**Task item**
Scanning the listing below, tally every line where the string "white" shows up, then state the count alone.

**Data shown**
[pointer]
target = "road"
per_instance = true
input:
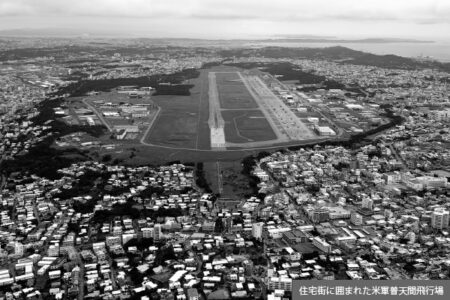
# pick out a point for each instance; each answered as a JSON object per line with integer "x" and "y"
{"x": 397, "y": 155}
{"x": 219, "y": 178}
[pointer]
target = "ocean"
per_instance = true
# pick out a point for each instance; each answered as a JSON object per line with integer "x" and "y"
{"x": 437, "y": 50}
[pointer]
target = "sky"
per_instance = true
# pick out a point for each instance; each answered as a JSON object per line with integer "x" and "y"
{"x": 228, "y": 19}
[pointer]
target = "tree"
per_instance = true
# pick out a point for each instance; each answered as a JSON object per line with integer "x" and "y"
{"x": 218, "y": 228}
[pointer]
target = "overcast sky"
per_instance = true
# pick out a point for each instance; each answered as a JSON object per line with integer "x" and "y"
{"x": 422, "y": 19}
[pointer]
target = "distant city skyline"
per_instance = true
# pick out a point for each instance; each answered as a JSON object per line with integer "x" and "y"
{"x": 220, "y": 19}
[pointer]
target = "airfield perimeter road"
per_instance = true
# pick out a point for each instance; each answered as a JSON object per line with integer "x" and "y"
{"x": 281, "y": 114}
{"x": 147, "y": 131}
{"x": 99, "y": 115}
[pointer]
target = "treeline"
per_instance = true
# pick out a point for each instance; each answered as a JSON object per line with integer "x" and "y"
{"x": 83, "y": 87}
{"x": 44, "y": 160}
{"x": 287, "y": 71}
{"x": 345, "y": 55}
{"x": 173, "y": 89}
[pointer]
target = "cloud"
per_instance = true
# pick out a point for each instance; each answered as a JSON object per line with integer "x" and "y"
{"x": 233, "y": 18}
{"x": 269, "y": 10}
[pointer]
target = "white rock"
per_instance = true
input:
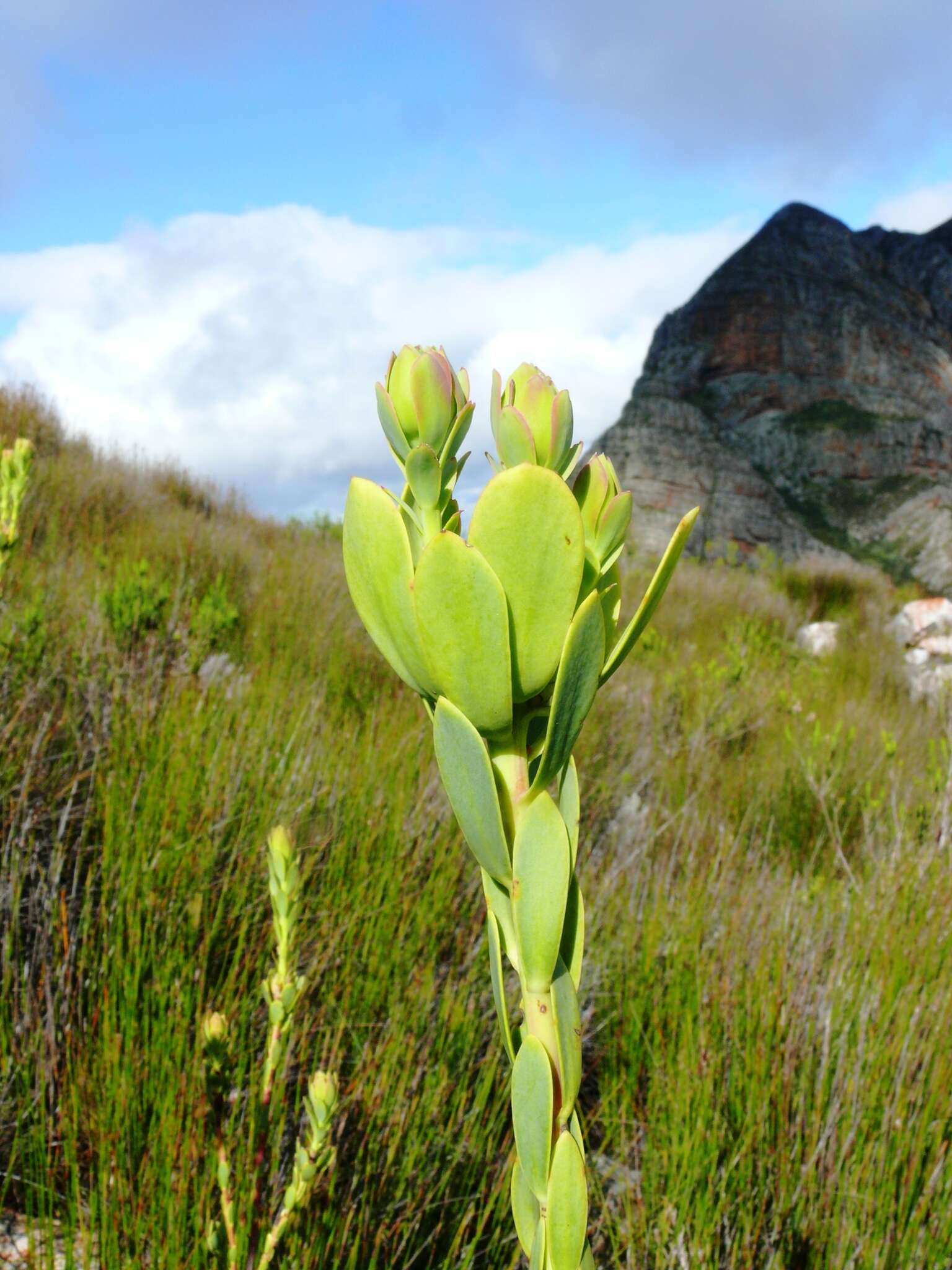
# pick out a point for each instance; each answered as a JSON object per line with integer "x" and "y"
{"x": 818, "y": 638}
{"x": 920, "y": 618}
{"x": 936, "y": 646}
{"x": 931, "y": 681}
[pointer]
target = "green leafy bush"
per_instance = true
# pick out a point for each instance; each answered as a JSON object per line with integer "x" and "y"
{"x": 135, "y": 603}
{"x": 216, "y": 619}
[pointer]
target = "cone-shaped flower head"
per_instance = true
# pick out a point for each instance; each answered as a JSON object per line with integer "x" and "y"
{"x": 216, "y": 1047}
{"x": 532, "y": 420}
{"x": 421, "y": 398}
{"x": 606, "y": 508}
{"x": 323, "y": 1090}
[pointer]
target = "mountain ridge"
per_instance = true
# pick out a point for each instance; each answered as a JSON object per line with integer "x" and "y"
{"x": 804, "y": 397}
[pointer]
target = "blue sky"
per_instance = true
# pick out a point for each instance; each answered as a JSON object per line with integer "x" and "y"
{"x": 215, "y": 219}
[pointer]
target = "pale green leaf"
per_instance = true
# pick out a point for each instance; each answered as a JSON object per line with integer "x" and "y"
{"x": 570, "y": 807}
{"x": 461, "y": 615}
{"x": 576, "y": 683}
{"x": 423, "y": 475}
{"x": 524, "y": 1209}
{"x": 568, "y": 1023}
{"x": 568, "y": 1209}
{"x": 540, "y": 889}
{"x": 653, "y": 596}
{"x": 532, "y": 1113}
{"x": 573, "y": 944}
{"x": 495, "y": 972}
{"x": 380, "y": 575}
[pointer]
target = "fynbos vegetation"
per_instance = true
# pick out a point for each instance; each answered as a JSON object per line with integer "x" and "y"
{"x": 763, "y": 849}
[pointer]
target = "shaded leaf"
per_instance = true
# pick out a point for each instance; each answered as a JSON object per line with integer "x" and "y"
{"x": 467, "y": 776}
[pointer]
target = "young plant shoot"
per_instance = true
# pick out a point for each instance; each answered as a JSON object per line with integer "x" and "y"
{"x": 15, "y": 466}
{"x": 252, "y": 1237}
{"x": 507, "y": 636}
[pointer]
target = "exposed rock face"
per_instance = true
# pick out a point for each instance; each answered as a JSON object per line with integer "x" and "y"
{"x": 804, "y": 398}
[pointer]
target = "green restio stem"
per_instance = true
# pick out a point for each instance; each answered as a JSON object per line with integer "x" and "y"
{"x": 507, "y": 637}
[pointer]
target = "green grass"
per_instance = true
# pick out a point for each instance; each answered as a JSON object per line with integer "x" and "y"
{"x": 832, "y": 413}
{"x": 769, "y": 992}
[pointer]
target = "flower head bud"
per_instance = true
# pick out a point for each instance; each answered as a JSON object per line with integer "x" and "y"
{"x": 532, "y": 420}
{"x": 421, "y": 399}
{"x": 215, "y": 1044}
{"x": 215, "y": 1028}
{"x": 323, "y": 1090}
{"x": 606, "y": 508}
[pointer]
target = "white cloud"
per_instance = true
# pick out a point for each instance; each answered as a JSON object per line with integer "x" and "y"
{"x": 248, "y": 346}
{"x": 918, "y": 211}
{"x": 805, "y": 91}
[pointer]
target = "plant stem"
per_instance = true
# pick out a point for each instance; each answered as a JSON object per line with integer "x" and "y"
{"x": 227, "y": 1202}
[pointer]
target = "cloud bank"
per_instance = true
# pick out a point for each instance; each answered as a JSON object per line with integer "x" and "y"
{"x": 915, "y": 211}
{"x": 247, "y": 347}
{"x": 801, "y": 86}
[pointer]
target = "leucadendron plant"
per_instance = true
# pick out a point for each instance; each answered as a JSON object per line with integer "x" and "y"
{"x": 249, "y": 1233}
{"x": 507, "y": 637}
{"x": 15, "y": 466}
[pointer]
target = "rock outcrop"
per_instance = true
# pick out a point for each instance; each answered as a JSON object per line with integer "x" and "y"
{"x": 804, "y": 398}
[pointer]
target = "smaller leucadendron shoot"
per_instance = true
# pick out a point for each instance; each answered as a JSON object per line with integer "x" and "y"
{"x": 250, "y": 1233}
{"x": 15, "y": 465}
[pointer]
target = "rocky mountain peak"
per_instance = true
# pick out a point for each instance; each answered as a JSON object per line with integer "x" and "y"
{"x": 804, "y": 397}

**Exercise response**
2